§ Ausgangstext
----------

Der von Transnet und GDBA Mitte März ausgehandelte Tarifvertrag sieht für die insgesamt 160000 Beschäftigten der Deutschen Bahn Einkommenserhöhungen für das laufende Jahr um durchschnittlich 1,35 Prozent und für das Jahr 2004 um weitere 3,2 Prozent vor. Mitte März hatte die Gewerkschaft GDL mit einer einstündigen Arbeitsniederlegung den Bahnverkehr in ganz Deutschland zeitweise lahm gelegt. Jetzt stehen offenbar neue Streiks bevor: „Mit dieser Blockadepolitik steuert die Bahn auf einen weiteren Streik zu“, sagte der GDL-Bundesvorsitzende Schell am Freitagabend. Die GDL sei nicht mehr in der Friedenspflicht.

----------

§ Material
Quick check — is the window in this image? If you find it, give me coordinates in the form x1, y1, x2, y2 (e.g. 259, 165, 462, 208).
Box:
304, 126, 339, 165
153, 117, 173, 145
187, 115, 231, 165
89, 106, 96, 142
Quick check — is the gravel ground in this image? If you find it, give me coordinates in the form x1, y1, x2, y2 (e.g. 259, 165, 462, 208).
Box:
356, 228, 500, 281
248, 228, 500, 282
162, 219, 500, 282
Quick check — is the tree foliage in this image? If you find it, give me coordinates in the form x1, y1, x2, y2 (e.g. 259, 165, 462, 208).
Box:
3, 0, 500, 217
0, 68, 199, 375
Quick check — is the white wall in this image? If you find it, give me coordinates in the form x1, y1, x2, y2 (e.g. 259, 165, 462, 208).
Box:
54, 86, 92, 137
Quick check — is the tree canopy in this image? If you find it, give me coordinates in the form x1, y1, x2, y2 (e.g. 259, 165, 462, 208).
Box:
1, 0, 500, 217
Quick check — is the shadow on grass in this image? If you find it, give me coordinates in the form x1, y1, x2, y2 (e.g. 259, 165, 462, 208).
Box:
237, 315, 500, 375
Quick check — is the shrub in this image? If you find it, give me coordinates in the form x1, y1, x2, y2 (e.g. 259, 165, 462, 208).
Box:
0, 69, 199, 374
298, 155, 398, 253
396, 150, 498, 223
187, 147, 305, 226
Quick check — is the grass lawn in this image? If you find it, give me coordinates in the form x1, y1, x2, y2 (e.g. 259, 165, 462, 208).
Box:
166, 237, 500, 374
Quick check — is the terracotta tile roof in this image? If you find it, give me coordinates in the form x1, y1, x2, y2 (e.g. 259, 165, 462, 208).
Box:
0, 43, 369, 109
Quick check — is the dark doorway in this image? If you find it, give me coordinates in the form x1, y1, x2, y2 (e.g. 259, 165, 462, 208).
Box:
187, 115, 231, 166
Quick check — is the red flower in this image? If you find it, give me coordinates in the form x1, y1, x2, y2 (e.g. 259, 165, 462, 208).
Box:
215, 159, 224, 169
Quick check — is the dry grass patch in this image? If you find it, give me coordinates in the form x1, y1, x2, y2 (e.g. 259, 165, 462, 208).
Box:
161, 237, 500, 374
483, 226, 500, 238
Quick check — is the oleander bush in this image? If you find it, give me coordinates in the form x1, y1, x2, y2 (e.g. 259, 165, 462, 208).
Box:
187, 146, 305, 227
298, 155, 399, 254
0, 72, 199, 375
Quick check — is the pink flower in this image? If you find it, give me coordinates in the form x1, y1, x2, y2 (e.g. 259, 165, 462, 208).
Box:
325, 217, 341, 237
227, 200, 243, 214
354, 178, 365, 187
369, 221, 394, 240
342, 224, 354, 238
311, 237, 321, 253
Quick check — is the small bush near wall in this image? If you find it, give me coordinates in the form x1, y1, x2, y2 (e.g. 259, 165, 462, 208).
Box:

----------

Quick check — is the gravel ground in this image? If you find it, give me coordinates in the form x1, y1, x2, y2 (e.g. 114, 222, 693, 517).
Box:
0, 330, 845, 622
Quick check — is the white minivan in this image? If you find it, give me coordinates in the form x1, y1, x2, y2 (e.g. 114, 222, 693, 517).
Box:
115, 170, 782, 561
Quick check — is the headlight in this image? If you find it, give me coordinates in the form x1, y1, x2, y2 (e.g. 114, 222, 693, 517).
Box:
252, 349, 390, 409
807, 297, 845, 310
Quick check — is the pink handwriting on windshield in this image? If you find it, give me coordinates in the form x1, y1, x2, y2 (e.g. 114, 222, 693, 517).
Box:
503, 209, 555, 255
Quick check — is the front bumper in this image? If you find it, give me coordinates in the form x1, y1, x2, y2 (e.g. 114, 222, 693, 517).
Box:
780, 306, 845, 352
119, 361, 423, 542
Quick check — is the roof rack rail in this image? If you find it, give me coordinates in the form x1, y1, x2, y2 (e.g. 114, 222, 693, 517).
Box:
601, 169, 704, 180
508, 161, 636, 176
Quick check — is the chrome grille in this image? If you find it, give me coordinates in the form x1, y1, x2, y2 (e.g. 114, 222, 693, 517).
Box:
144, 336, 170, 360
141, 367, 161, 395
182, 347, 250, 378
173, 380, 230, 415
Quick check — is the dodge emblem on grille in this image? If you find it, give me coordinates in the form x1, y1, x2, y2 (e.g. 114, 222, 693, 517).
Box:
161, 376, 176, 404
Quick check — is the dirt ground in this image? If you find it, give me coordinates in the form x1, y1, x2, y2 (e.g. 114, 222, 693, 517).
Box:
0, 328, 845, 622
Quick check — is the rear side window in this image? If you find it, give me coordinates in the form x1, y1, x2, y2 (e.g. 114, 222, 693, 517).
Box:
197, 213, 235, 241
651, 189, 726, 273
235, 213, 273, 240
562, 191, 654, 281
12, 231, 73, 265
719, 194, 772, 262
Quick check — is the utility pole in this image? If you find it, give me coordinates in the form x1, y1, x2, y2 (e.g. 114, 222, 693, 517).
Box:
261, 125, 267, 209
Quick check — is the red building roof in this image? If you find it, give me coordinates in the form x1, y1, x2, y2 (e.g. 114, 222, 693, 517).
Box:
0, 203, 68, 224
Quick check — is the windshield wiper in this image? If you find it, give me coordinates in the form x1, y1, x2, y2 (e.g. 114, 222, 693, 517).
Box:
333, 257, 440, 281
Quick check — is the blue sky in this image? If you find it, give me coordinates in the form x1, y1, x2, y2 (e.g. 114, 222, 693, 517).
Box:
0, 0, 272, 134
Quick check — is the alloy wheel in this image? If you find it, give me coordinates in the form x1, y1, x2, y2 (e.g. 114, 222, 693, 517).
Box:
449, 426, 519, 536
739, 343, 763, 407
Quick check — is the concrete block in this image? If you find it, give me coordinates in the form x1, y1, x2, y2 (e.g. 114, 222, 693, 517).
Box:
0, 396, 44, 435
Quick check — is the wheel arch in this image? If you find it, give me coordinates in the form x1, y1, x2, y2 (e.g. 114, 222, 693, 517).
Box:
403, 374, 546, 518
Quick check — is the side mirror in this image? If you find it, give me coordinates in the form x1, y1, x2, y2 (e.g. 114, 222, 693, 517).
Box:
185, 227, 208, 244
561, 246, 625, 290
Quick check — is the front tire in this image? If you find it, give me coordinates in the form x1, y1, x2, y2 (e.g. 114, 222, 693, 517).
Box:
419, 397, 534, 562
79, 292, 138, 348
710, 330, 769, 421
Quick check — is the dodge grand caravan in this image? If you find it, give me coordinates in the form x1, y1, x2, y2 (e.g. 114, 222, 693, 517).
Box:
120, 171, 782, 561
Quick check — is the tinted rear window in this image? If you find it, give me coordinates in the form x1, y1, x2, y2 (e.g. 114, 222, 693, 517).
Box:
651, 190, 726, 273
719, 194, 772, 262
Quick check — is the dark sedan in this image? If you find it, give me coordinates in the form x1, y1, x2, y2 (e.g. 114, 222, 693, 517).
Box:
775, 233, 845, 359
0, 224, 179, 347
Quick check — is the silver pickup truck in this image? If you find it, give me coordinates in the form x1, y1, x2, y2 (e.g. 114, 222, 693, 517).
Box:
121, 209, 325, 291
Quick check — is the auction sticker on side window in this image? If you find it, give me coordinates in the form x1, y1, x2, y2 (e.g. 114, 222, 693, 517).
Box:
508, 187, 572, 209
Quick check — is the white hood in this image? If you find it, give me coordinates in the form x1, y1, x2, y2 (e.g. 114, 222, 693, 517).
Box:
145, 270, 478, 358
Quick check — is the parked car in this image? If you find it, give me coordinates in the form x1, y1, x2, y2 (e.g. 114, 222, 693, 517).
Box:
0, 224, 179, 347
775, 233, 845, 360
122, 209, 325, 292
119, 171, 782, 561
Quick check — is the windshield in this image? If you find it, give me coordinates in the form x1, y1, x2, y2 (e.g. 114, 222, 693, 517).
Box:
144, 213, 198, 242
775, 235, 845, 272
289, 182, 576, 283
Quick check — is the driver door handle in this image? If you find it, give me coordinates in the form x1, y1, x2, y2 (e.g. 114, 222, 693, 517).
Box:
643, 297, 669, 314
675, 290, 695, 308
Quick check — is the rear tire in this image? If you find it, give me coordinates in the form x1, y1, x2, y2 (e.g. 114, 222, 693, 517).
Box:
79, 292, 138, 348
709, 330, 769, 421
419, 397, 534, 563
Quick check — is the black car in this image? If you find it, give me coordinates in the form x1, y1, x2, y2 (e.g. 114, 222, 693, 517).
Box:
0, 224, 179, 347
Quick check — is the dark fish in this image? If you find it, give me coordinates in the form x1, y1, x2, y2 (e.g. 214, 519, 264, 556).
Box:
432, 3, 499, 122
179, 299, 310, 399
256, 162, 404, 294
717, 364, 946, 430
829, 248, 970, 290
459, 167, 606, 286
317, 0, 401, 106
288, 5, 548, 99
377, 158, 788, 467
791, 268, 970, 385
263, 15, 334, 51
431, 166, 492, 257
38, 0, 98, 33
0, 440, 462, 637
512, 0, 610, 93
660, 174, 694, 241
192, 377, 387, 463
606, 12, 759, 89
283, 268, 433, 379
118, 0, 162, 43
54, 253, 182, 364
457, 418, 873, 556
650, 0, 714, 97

----------

Bitte gib einen Abschnitt aus dem Ausgangstext wörtlich wieder: Beginne bei der Stelle mit „Der von Transnet“ und höre nach „in der Friedenspflicht.“ auf. Die Daten spielen hierbei keine Rolle.

§ Antwort
Der von Transnet und GDBA Mitte März ausgehandelte Tarifvertrag sieht für die insgesamt 160000 Beschäftigten der Deutschen Bahn Einkommenserhöhungen für das laufende Jahr um durchschnittlich 1,35 Prozent und für das Jahr 2004 um weitere 3,2 Prozent vor. Mitte März hatte die Gewerkschaft GDL mit einer einstündigen Arbeitsniederlegung den Bahnverkehr in ganz Deutschland zeitweise lahm gelegt. Jetzt stehen offenbar neue Streiks bevor: „Mit dieser Blockadepolitik steuert die Bahn auf einen weiteren Streik zu“, sagte der GDL-Bundesvorsitzende Schell am Freitagabend. Die GDL sei nicht mehr in der Friedenspflicht.